Data entries:
= Beginning of Section =

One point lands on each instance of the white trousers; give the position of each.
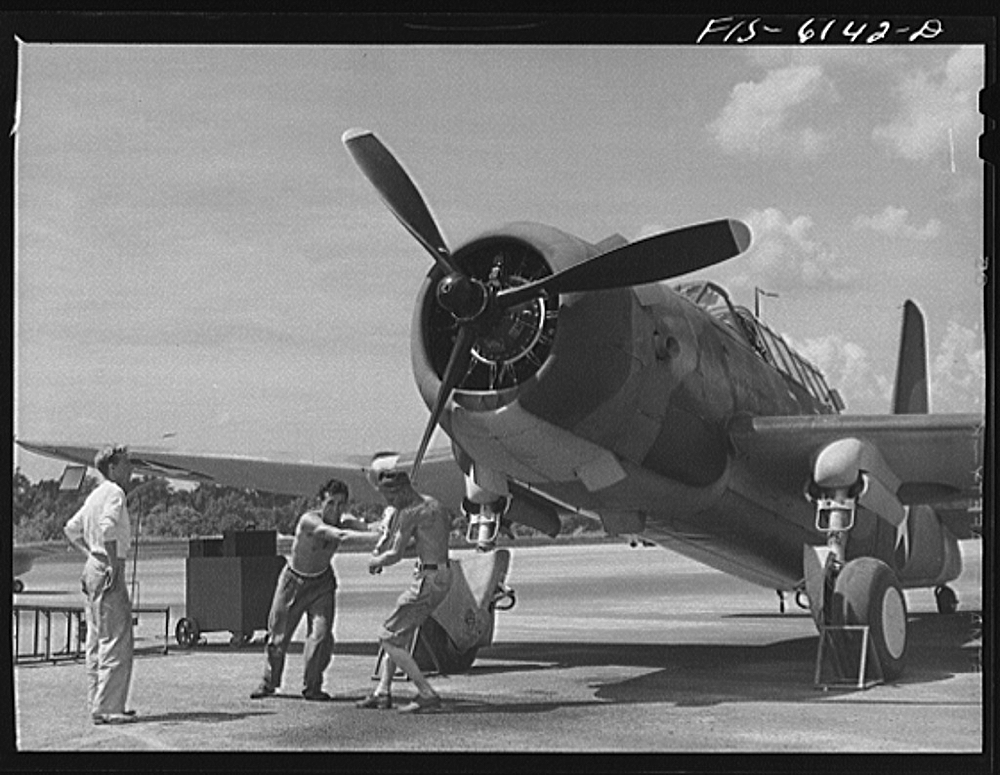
(109, 638)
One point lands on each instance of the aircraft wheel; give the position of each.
(947, 600)
(434, 638)
(187, 633)
(867, 592)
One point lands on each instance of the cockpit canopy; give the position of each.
(769, 346)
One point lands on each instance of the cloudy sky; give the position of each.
(200, 264)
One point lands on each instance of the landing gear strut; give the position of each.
(861, 593)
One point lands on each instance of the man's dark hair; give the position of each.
(333, 487)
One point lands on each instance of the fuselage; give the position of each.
(618, 402)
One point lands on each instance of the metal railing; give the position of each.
(58, 632)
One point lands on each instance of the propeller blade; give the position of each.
(458, 362)
(398, 192)
(658, 257)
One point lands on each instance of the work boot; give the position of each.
(421, 704)
(375, 702)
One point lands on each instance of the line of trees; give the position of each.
(40, 510)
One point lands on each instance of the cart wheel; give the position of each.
(187, 633)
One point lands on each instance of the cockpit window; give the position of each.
(768, 345)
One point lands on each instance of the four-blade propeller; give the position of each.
(655, 258)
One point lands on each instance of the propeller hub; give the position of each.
(464, 297)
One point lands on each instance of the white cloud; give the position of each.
(958, 371)
(847, 368)
(758, 117)
(892, 222)
(784, 255)
(935, 106)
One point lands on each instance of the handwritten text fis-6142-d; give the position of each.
(730, 29)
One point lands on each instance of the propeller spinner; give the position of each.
(474, 305)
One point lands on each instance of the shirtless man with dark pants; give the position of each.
(428, 523)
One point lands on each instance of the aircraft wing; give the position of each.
(439, 475)
(938, 458)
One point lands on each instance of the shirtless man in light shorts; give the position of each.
(307, 585)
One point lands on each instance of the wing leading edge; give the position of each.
(938, 458)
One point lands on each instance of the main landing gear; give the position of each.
(858, 606)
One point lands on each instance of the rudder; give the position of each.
(910, 394)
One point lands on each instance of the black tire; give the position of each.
(434, 639)
(187, 633)
(946, 599)
(867, 592)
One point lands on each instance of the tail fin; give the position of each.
(910, 393)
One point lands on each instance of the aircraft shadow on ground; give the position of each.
(709, 674)
(199, 717)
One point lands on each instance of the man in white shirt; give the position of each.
(101, 530)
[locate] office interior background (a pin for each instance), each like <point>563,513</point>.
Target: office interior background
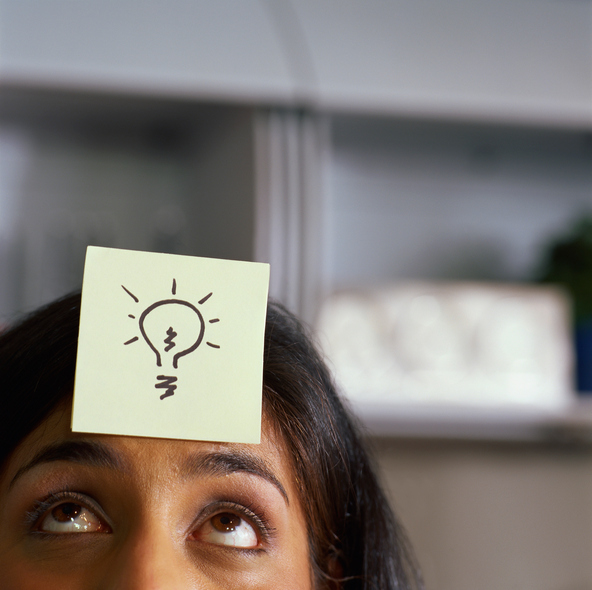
<point>352,144</point>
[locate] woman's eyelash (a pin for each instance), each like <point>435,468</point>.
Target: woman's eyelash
<point>41,507</point>
<point>249,512</point>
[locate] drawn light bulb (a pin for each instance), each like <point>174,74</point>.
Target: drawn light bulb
<point>172,326</point>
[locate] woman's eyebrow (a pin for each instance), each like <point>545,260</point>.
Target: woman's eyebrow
<point>86,452</point>
<point>203,464</point>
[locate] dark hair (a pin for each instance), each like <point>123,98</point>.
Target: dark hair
<point>355,542</point>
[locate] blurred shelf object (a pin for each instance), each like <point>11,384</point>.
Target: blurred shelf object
<point>571,424</point>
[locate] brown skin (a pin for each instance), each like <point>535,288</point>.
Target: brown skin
<point>157,514</point>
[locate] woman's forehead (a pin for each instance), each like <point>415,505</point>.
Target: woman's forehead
<point>53,441</point>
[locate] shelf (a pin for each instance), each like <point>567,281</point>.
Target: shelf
<point>569,424</point>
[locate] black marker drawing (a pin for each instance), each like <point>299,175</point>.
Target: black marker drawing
<point>171,325</point>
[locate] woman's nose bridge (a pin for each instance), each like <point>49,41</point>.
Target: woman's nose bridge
<point>151,557</point>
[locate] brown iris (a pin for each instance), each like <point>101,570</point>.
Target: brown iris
<point>226,522</point>
<point>66,512</point>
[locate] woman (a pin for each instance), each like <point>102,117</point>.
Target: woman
<point>300,510</point>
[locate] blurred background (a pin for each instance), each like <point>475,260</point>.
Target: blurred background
<point>353,144</point>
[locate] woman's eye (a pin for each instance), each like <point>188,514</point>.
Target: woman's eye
<point>227,528</point>
<point>71,517</point>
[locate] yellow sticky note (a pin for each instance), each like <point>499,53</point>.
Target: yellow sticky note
<point>170,346</point>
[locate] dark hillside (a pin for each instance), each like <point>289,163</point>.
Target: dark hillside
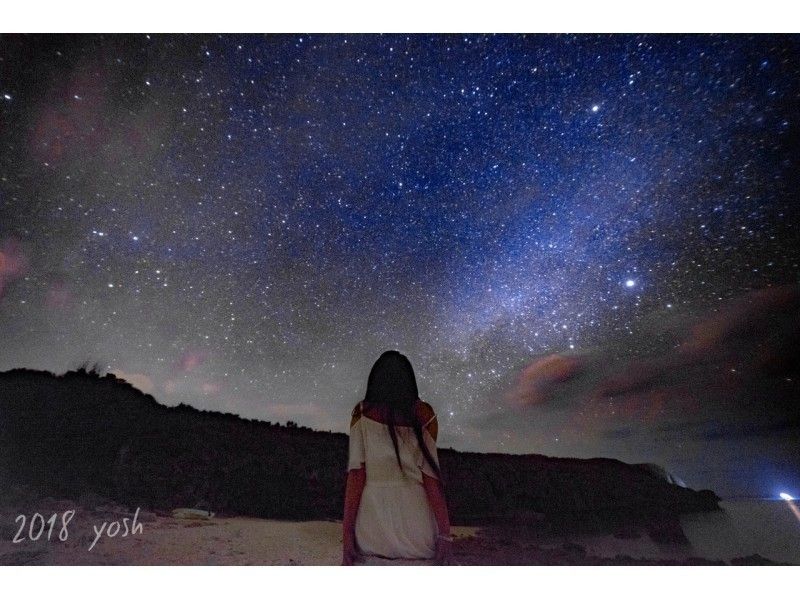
<point>82,433</point>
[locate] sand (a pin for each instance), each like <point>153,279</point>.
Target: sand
<point>741,530</point>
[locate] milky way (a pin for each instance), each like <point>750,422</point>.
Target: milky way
<point>244,223</point>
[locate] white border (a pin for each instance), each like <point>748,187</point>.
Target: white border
<point>398,582</point>
<point>405,16</point>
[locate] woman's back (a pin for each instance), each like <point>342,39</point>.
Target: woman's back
<point>394,518</point>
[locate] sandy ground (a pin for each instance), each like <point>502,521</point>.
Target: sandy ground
<point>741,530</point>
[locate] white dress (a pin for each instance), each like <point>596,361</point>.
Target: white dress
<point>394,517</point>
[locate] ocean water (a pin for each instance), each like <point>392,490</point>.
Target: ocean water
<point>744,527</point>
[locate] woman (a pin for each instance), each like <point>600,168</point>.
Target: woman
<point>394,500</point>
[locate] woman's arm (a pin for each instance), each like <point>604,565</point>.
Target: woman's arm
<point>356,479</point>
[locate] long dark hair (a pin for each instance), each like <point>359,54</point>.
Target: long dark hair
<point>393,385</point>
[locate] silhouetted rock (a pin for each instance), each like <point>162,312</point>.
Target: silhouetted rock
<point>91,436</point>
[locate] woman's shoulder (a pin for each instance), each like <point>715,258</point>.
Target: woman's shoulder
<point>355,415</point>
<point>423,411</point>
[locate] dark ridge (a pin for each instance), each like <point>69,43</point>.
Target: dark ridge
<point>83,432</point>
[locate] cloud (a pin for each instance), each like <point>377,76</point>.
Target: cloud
<point>734,368</point>
<point>538,380</point>
<point>13,263</point>
<point>190,360</point>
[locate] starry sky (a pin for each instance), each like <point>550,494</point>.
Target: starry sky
<point>585,244</point>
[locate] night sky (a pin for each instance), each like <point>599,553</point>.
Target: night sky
<point>586,245</point>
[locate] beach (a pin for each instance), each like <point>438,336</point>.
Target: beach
<point>743,532</point>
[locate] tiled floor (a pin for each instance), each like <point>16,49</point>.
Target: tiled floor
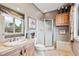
<point>59,51</point>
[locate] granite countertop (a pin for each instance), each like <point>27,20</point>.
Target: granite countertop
<point>5,49</point>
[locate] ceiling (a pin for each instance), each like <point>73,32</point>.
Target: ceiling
<point>44,7</point>
<point>47,7</point>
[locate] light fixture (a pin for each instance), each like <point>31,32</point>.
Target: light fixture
<point>66,7</point>
<point>45,10</point>
<point>18,9</point>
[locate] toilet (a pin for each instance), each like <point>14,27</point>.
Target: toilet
<point>40,48</point>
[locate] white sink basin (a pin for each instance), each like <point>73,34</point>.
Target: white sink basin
<point>15,43</point>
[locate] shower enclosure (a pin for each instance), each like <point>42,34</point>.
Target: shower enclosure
<point>45,32</point>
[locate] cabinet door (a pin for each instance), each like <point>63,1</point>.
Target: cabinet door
<point>65,18</point>
<point>58,19</point>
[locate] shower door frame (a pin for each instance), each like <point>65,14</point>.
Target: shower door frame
<point>52,31</point>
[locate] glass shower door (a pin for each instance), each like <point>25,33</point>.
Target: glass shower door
<point>48,33</point>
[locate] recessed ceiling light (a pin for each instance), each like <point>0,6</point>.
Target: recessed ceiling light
<point>45,10</point>
<point>18,9</point>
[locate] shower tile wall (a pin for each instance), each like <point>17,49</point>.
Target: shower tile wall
<point>61,37</point>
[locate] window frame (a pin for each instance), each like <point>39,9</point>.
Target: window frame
<point>14,17</point>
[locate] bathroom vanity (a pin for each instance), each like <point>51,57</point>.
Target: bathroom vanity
<point>26,48</point>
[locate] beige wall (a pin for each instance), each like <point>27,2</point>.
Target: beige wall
<point>57,35</point>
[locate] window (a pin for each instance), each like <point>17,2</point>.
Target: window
<point>8,24</point>
<point>18,25</point>
<point>13,25</point>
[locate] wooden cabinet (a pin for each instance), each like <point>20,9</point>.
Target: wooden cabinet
<point>62,19</point>
<point>26,50</point>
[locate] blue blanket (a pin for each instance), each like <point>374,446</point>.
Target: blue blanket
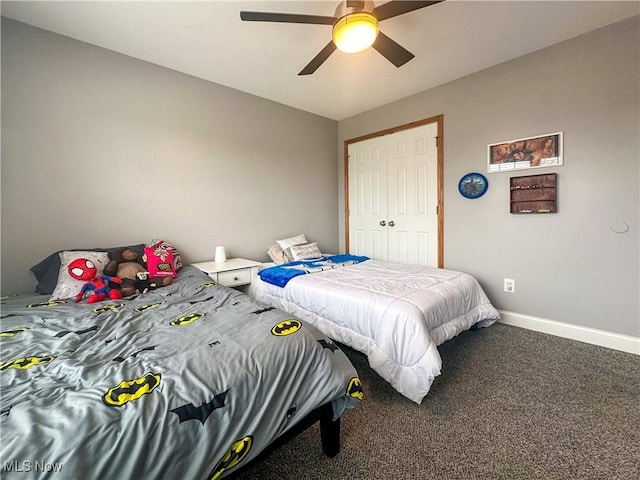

= End of Section =

### How to complete this task
In the entries above, find each line with "blanket" and copy it.

### Solution for this exercise
[locate] blue blanket (a pin for each instance), each like <point>374,446</point>.
Target: blue blanket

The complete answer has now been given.